Whenever a line in the records below holds the string "carpet", include it in the count, and state the number alone.

▶ DATA UNDER STUDY:
--------------------------------------------------

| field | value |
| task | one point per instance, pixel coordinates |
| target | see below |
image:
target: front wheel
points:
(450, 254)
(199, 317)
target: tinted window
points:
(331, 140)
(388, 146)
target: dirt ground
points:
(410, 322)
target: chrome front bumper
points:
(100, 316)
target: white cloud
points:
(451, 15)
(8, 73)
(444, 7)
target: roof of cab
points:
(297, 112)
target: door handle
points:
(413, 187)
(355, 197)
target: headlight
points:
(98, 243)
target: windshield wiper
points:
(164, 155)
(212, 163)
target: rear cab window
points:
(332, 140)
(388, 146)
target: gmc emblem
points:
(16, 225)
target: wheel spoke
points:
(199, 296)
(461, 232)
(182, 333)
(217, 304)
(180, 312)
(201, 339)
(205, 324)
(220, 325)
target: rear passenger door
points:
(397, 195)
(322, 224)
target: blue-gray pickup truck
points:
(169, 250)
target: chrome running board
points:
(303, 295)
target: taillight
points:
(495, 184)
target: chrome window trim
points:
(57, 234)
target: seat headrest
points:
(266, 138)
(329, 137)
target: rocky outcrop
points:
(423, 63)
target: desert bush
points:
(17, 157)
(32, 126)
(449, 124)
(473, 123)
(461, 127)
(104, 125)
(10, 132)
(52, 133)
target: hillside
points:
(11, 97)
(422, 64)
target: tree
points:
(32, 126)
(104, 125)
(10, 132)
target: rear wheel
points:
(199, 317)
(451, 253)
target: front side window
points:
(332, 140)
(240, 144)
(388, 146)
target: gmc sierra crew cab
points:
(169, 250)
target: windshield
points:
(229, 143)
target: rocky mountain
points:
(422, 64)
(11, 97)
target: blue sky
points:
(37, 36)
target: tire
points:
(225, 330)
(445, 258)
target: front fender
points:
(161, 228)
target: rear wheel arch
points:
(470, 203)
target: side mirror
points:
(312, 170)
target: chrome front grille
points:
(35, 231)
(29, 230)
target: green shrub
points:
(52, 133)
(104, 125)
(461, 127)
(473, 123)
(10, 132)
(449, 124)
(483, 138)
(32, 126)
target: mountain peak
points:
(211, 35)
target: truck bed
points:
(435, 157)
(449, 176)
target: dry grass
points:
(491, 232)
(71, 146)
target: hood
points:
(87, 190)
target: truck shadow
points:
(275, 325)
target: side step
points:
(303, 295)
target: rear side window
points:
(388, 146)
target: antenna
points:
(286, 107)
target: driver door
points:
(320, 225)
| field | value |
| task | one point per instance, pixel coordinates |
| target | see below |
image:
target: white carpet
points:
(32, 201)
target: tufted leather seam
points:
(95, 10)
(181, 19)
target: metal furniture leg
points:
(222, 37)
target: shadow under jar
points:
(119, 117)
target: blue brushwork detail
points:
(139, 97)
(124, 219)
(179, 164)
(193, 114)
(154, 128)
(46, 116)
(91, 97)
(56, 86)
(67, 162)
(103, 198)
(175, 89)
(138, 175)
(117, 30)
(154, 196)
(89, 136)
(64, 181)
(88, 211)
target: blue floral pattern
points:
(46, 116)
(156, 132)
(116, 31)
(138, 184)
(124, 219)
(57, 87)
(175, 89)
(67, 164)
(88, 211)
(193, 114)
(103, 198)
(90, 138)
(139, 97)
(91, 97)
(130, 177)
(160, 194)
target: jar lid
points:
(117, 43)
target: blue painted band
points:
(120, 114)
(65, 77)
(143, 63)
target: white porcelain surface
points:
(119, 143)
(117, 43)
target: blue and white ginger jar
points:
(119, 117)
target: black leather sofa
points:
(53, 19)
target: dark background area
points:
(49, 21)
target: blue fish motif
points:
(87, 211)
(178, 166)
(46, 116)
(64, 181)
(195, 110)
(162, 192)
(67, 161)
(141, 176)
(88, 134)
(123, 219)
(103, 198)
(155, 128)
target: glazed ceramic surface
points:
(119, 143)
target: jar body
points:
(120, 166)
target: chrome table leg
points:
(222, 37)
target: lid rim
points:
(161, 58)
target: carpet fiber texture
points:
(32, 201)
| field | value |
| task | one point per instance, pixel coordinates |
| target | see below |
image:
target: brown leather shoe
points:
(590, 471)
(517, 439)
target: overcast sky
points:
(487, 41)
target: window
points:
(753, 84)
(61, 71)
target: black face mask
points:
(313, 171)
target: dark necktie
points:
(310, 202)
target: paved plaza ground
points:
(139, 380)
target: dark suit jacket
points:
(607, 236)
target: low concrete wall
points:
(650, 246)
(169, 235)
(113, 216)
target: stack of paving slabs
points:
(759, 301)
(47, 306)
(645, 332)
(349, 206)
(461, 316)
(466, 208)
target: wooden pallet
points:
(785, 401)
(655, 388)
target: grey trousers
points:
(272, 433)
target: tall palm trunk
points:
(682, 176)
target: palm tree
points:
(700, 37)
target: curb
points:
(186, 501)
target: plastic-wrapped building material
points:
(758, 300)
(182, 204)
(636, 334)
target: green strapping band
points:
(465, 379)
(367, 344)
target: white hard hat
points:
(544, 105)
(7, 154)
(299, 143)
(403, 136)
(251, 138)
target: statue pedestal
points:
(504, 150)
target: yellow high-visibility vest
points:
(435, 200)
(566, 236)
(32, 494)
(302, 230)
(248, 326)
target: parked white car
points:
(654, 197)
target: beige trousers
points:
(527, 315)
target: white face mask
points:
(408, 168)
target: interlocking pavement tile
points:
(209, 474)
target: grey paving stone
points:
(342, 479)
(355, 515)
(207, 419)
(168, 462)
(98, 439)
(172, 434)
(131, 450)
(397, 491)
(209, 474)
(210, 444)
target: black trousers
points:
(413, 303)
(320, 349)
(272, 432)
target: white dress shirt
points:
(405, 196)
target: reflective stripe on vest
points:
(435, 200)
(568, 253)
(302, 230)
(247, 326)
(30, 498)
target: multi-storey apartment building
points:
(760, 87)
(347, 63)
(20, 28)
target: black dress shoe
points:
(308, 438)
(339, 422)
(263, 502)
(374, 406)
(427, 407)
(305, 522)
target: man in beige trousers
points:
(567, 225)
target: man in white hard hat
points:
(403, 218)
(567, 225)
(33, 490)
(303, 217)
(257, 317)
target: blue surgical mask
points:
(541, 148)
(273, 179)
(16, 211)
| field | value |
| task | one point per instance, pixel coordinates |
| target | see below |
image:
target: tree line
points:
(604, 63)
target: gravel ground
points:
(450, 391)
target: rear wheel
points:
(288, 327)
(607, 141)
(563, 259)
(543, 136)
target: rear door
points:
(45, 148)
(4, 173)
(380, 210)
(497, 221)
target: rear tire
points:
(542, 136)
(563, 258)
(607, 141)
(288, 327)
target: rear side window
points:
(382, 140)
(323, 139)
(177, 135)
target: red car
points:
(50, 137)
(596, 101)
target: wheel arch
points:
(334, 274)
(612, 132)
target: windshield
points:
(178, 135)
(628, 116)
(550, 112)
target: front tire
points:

--------------------------------------------------

▶ RESPONSE TO THIS EXERCISE: 2